PROBLEM STATEMENT: Every record below is to be restated word for word, and no picture is to be copied.

INFORMATION GIVEN:
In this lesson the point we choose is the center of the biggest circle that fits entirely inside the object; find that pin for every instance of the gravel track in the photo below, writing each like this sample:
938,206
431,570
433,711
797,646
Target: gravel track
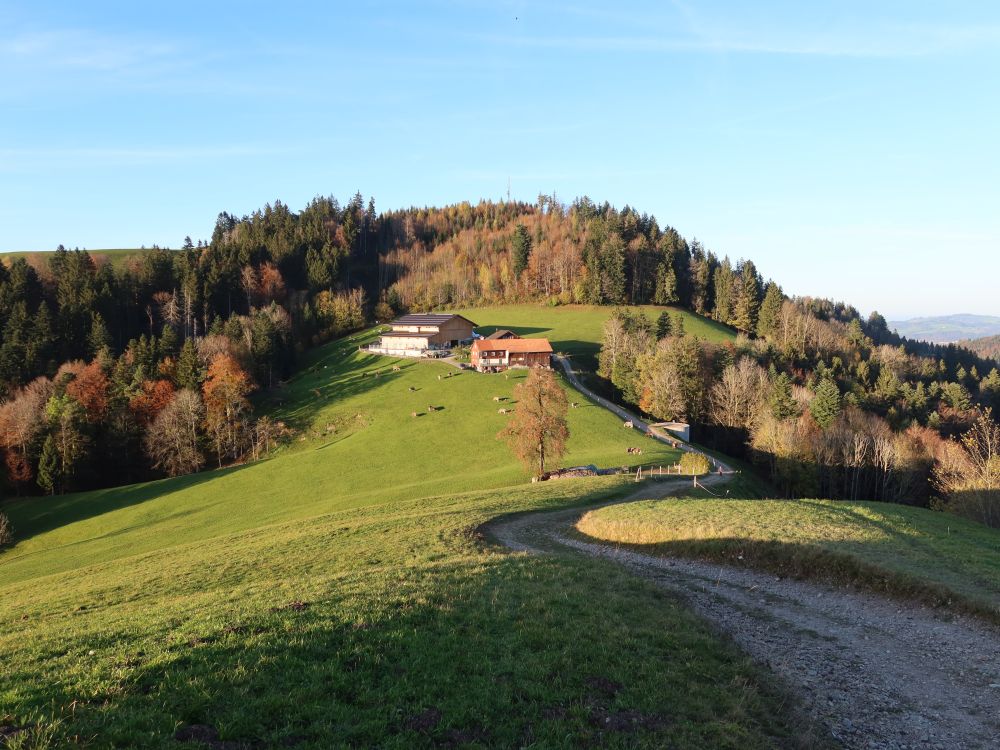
877,673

FINISHED EXERCISE:
In this lesson the point we choose is the center of the biggest circle that fits entirely inside the object; find that pin for every instance of the gravel track in the photo below, writing each like this sample:
938,206
431,570
433,711
797,646
Target: gravel track
877,673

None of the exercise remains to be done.